DATASET CONTENT:
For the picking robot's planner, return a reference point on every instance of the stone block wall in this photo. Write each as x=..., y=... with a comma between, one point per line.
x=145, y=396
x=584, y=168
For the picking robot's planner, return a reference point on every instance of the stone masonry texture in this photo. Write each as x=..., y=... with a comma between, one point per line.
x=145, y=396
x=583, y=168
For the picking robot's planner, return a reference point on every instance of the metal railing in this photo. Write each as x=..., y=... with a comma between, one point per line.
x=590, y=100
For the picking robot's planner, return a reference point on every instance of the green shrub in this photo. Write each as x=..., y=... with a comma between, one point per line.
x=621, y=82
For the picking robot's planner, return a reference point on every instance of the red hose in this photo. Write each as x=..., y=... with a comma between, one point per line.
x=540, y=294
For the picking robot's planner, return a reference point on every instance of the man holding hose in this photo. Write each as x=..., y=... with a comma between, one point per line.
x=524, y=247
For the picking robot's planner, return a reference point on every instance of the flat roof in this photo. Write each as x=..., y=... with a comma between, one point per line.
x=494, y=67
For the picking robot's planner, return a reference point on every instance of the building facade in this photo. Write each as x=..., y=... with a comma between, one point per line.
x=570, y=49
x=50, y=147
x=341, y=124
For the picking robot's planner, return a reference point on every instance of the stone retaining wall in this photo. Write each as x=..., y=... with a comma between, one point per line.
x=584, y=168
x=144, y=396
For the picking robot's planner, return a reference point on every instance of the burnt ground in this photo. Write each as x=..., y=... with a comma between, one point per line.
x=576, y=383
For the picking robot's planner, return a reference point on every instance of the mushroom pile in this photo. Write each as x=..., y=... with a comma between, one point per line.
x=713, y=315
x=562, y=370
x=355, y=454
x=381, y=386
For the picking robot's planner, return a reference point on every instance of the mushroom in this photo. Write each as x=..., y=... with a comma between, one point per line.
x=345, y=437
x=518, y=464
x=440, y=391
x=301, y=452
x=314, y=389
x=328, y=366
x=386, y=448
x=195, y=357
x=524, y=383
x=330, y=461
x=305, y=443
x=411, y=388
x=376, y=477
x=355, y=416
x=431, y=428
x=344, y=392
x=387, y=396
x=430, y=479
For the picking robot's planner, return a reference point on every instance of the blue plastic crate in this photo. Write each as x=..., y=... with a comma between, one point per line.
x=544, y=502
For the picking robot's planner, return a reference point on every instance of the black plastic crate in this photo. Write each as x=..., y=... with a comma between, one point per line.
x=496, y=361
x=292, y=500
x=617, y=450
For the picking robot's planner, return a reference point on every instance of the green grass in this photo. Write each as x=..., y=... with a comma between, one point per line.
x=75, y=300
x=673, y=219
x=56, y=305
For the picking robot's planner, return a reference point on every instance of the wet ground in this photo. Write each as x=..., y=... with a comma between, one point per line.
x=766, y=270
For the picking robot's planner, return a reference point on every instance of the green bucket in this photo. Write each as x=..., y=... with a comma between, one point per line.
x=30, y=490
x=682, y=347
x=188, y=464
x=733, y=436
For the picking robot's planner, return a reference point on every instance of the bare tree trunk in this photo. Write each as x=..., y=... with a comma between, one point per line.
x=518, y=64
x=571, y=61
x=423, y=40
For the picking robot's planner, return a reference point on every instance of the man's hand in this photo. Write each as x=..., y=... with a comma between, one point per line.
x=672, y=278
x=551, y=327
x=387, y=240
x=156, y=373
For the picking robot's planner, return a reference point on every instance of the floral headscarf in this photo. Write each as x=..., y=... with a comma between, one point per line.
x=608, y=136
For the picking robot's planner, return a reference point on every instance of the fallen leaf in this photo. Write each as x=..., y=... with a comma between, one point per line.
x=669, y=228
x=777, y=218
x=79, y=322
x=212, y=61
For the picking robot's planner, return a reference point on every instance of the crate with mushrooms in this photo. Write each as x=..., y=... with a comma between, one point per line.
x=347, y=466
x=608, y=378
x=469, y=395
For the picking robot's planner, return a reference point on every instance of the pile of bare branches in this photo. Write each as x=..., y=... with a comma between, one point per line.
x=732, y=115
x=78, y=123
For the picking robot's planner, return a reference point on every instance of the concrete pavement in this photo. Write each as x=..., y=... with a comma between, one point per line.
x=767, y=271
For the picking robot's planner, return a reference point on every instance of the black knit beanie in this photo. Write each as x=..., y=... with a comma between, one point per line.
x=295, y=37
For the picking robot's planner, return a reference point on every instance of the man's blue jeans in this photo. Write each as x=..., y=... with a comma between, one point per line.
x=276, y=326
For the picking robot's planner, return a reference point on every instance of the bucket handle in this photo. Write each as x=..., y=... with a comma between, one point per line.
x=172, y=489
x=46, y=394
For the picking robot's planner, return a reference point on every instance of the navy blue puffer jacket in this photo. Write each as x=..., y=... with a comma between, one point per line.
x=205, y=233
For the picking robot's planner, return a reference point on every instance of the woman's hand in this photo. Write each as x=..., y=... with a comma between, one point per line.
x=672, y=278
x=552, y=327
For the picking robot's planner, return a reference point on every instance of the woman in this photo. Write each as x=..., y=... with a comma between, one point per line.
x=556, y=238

PROBLEM TO SOLVE: Reproduce the material above verbatim, line for line.

RESPONSE TO THE TASK:
For the picking robot's planner, return a reference point on every instance of the stone block wall in this photo. Write each as x=..., y=... with a comma between, one point per line.
x=145, y=396
x=584, y=168
For the picking robot's planner, return a reference point on every instance of the stone masonry texture in this photo. Write each as x=..., y=... with a comma between, one point per line.
x=145, y=396
x=583, y=168
For the picking robot's planner, return a reference point on every instance of the metal railing in this photo. Write each as x=..., y=... with a comma between, one point per line.
x=590, y=100
For the picking robot's planner, return a reference point on every instance of the green shrub in this photo. Write each as x=..., y=... with a comma between, one point per line.
x=621, y=82
For the picking robot's planner, return a reference point on every instance of the red hose in this photo. Write each as x=..., y=... with a comma between, one point per line.
x=540, y=294
For the picking robot's planner, return a reference point on every instance of the man holding hose in this photo. Write each as x=..., y=... with a comma between, one point per line.
x=524, y=247
For the picking robot's planner, return a reference point on every instance of the flat roof in this photo. Write each as x=..., y=... with a comma between, one point per line.
x=494, y=67
For the picking robot's planner, return a reference point on every instance of the building facade in this photo. Write each as x=..., y=... with a comma between, one point per line.
x=570, y=49
x=50, y=147
x=341, y=124
For the picking robot's planner, return a reference point on every instance of the stone retaining wall in this photo. Write each as x=..., y=... with a comma between, one point per line.
x=584, y=168
x=144, y=396
For the picking robot's planner, return a reference point on every instance of the burnt ground in this photo. Write each as x=..., y=... with a comma between, one point per line.
x=576, y=383
For the picking robot's planner, return a reference point on every instance of the mushroom pile in this photo. Write each as x=..., y=... with a comma between, one point per line.
x=713, y=315
x=562, y=370
x=355, y=454
x=381, y=386
For the picking robot's planner, return a reference point on every instance of the mushroom in this photo. Write each as x=..., y=... with a comma between, one point per line.
x=345, y=437
x=518, y=464
x=440, y=391
x=301, y=452
x=314, y=389
x=328, y=366
x=386, y=448
x=195, y=357
x=524, y=383
x=330, y=461
x=305, y=443
x=411, y=388
x=376, y=477
x=355, y=416
x=431, y=428
x=344, y=392
x=387, y=396
x=430, y=479
For the picking robot's planner, return a reference point on every instance of the blue plastic crate in this photo. Write each as x=..., y=... with a comma between, one point per line.
x=544, y=502
For the picking robot's planner, return a reference point on every instance of the black plastic crate in this photo. Write each as x=..., y=... with a comma between, one point per line.
x=496, y=361
x=292, y=500
x=617, y=450
For the picking robot's planner, return a reference point on every instance of the green grass in this photo. Write each as x=..., y=... with a comma between, one point per line.
x=75, y=300
x=673, y=219
x=56, y=305
For the picking robot's planner, return a reference point on every instance of the wet ground in this photo. Write each as x=..., y=... with a comma between, one point per line.
x=766, y=270
For the picking robot's planner, return a reference point on every instance of the green bucket in this photo. Write each as x=..., y=... with a comma between, one point per line.
x=30, y=490
x=682, y=347
x=188, y=464
x=733, y=436
For the picking robot's planner, return a reference point on every instance of the bare tree trunk in this photo. Write each as x=..., y=... with a comma between, one point per line.
x=518, y=64
x=571, y=61
x=423, y=40
For the picking robot's planner, return a reference point on every instance of the man's hand in this photo. Write each as x=..., y=... with a comma between, one point per line.
x=672, y=278
x=551, y=327
x=387, y=240
x=156, y=373
For the picking robot's planner, return a reference point on every instance of the floral headscarf in this photo. Write each as x=..., y=... with a comma between, one point per line.
x=608, y=136
For the picking robot's planner, return a reference point on every instance of the fallen leaf in this photo. Write each as x=..., y=... with a comma between, one point per line.
x=669, y=228
x=777, y=218
x=79, y=322
x=212, y=61
For the picking robot's planner, return a reference point on every instance of the crate with mushrooms in this photo. Write each as x=..., y=... with a comma between, one point per line.
x=347, y=466
x=608, y=378
x=469, y=395
For the picking robot's planner, return a reference point on every instance of the pile of bare branches in this photo. Write each as x=..., y=... with a comma between, one point per line.
x=732, y=115
x=78, y=123
For the picking robot's planner, return a reference point on every instance of the concrete pavement in this photo. Write each as x=..., y=... with a comma between, one point per line.
x=767, y=271
For the picking robot's planner, return a reference point on every instance of the black knit beanie in this photo. Write each as x=..., y=... with a comma between, one point per line.
x=295, y=37
For the picking robot's planner, return a reference point on every instance of the man's blue jeans in this photo. Write each as x=..., y=... with a comma between, one point per line.
x=276, y=326
For the picking robot's planner, return a reference point on every instance of the bucket handle in this photo. Write each as x=..., y=... with a comma between, one point per line.
x=172, y=489
x=46, y=394
For the picking robot's planner, return a reference point on every instance of the navy blue puffer jacket in this photo. Write each as x=..., y=... with a comma between, one point per line.
x=205, y=233
For the picking robot's planner, return a reference point on every instance of the woman's hand in this photo. Write each as x=..., y=... with a comma between, one point per line.
x=672, y=278
x=552, y=327
For the picking robot's planner, return a reference point on every instance of the woman in this photo. Write each as x=..., y=... with a comma between, one point per line.
x=556, y=238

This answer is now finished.